What this task involves:
Count the lines in the entries below that contain the string "rifle", and give only the number.

Input data:

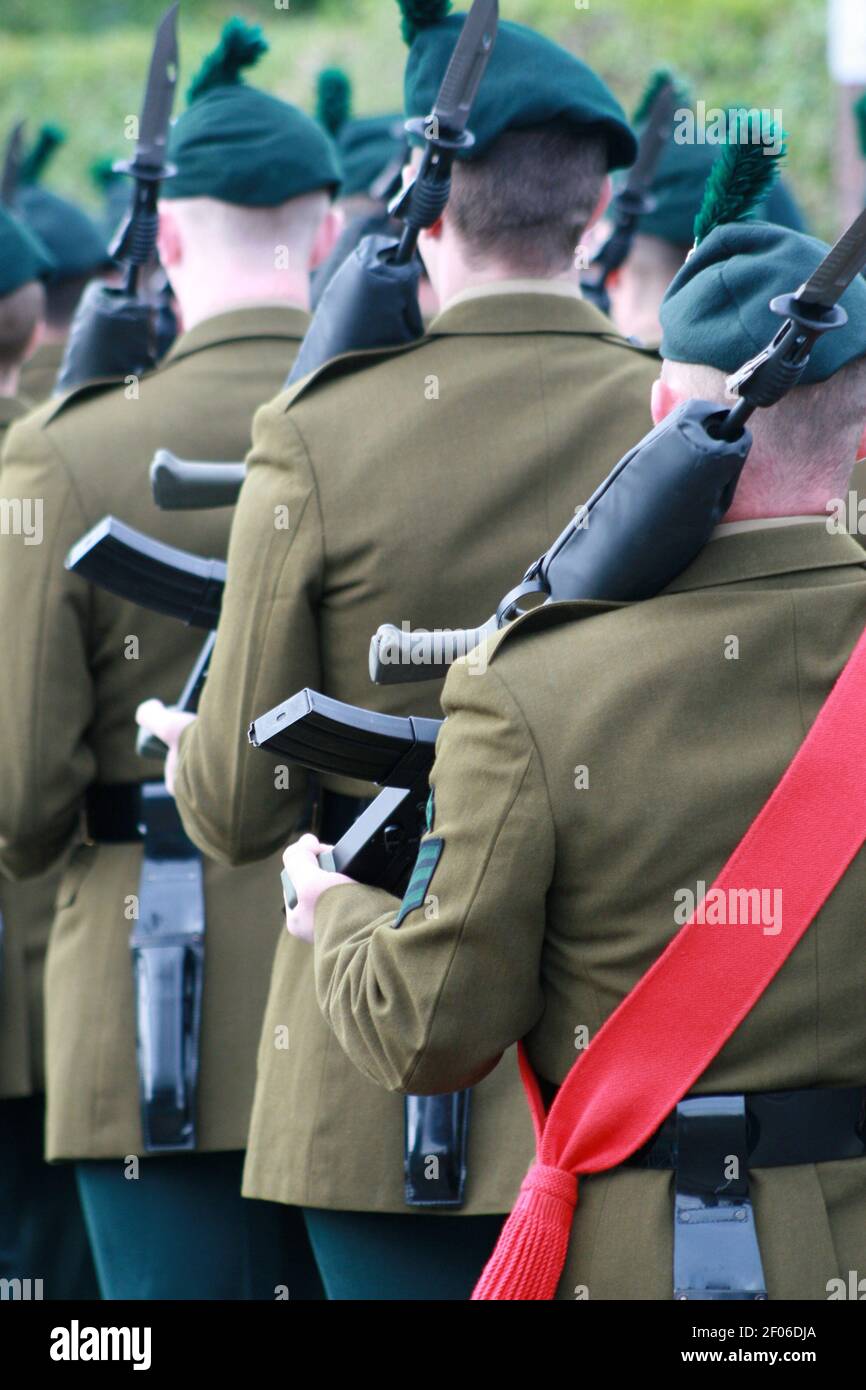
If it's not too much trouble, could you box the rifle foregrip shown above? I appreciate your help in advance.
[150,449,246,512]
[370,619,496,685]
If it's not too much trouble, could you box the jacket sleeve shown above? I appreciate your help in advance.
[0,418,96,878]
[314,662,553,1094]
[175,398,322,865]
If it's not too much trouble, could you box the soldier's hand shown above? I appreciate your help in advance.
[135,699,196,796]
[282,835,354,941]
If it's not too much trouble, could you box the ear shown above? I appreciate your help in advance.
[584,174,613,232]
[652,377,684,425]
[310,206,346,270]
[157,202,183,271]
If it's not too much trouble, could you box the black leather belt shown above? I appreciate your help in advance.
[85,783,158,845]
[624,1086,866,1169]
[317,791,371,845]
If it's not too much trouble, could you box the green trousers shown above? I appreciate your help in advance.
[75,1154,324,1301]
[0,1095,99,1300]
[304,1208,505,1302]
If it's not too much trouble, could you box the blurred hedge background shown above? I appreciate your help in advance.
[0,0,866,235]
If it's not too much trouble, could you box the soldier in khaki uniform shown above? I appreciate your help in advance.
[286,222,866,1300]
[142,7,655,1298]
[0,209,96,1298]
[15,125,113,403]
[0,24,338,1298]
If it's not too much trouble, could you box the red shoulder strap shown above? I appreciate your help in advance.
[475,634,866,1298]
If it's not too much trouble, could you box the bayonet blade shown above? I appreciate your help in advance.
[0,121,24,207]
[133,4,178,168]
[432,0,499,138]
[795,209,866,309]
[624,82,677,193]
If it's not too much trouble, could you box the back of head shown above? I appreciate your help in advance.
[610,87,805,343]
[400,0,637,278]
[449,118,607,278]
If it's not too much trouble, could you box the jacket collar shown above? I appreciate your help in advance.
[663,523,866,594]
[427,291,634,348]
[165,304,310,363]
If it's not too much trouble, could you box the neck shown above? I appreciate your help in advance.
[172,267,310,331]
[0,367,21,396]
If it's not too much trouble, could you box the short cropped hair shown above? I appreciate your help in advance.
[0,279,44,371]
[448,121,607,277]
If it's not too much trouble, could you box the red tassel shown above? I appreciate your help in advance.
[473,1163,577,1301]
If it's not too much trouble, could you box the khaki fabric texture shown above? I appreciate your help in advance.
[316,525,866,1298]
[169,293,657,1215]
[0,304,309,1158]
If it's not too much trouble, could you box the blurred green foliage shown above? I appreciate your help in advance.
[0,0,835,235]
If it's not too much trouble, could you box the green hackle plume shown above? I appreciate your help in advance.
[398,0,452,47]
[18,125,67,183]
[695,120,788,246]
[316,68,352,139]
[186,15,270,103]
[853,92,866,158]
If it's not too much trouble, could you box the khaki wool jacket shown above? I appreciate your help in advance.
[0,304,309,1158]
[170,292,657,1215]
[314,521,866,1300]
[0,396,60,1099]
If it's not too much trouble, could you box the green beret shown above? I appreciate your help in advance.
[336,113,406,197]
[0,207,54,296]
[161,19,341,207]
[405,14,637,170]
[15,186,111,279]
[638,139,805,246]
[660,222,866,385]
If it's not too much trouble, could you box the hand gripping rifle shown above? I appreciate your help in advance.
[65,517,225,758]
[370,201,866,685]
[271,202,866,892]
[581,78,677,314]
[56,4,178,392]
[286,0,499,386]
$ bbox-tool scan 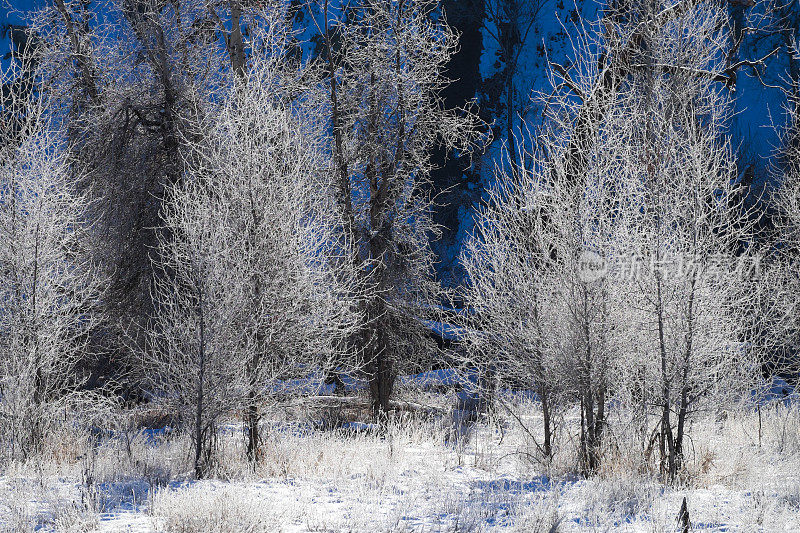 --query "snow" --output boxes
[0,392,800,533]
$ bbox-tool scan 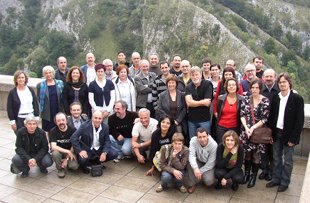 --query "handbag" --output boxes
[153,144,169,172]
[250,97,272,144]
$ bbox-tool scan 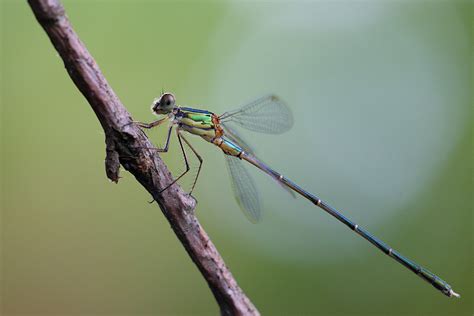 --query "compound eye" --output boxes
[162,93,175,107]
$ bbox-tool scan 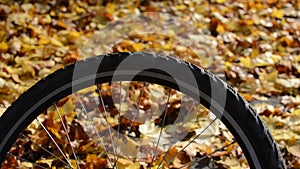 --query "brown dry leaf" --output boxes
[0,42,9,53]
[287,145,300,158]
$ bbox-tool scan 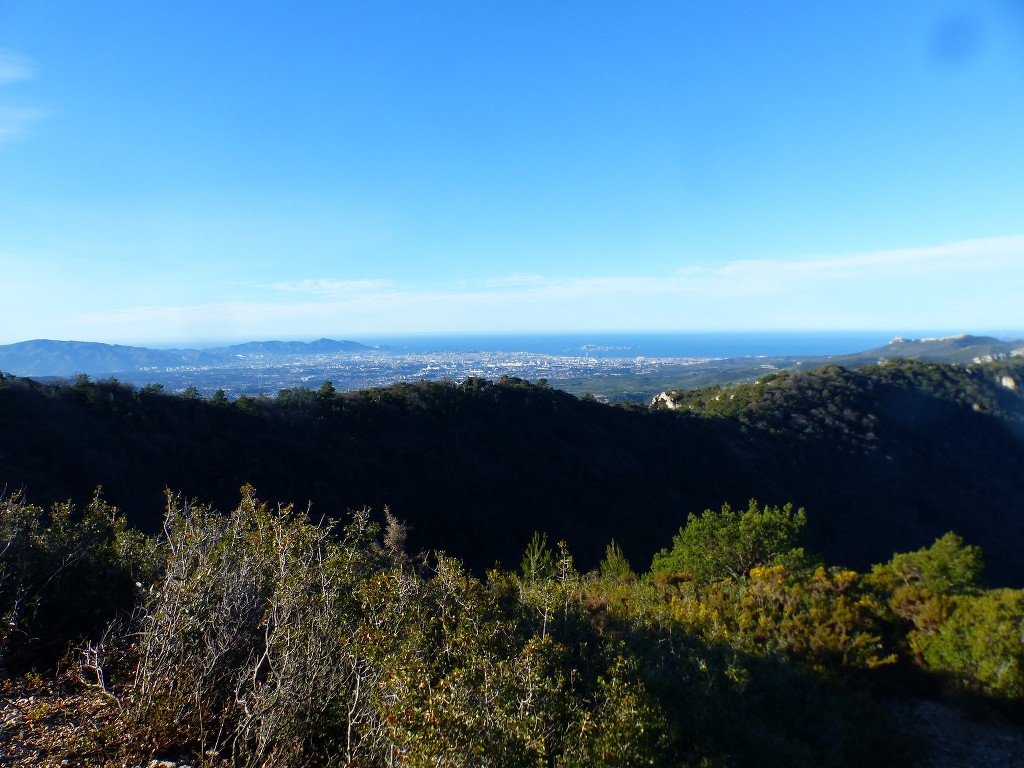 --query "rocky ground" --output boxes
[0,677,1024,768]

Solution to the exercise:
2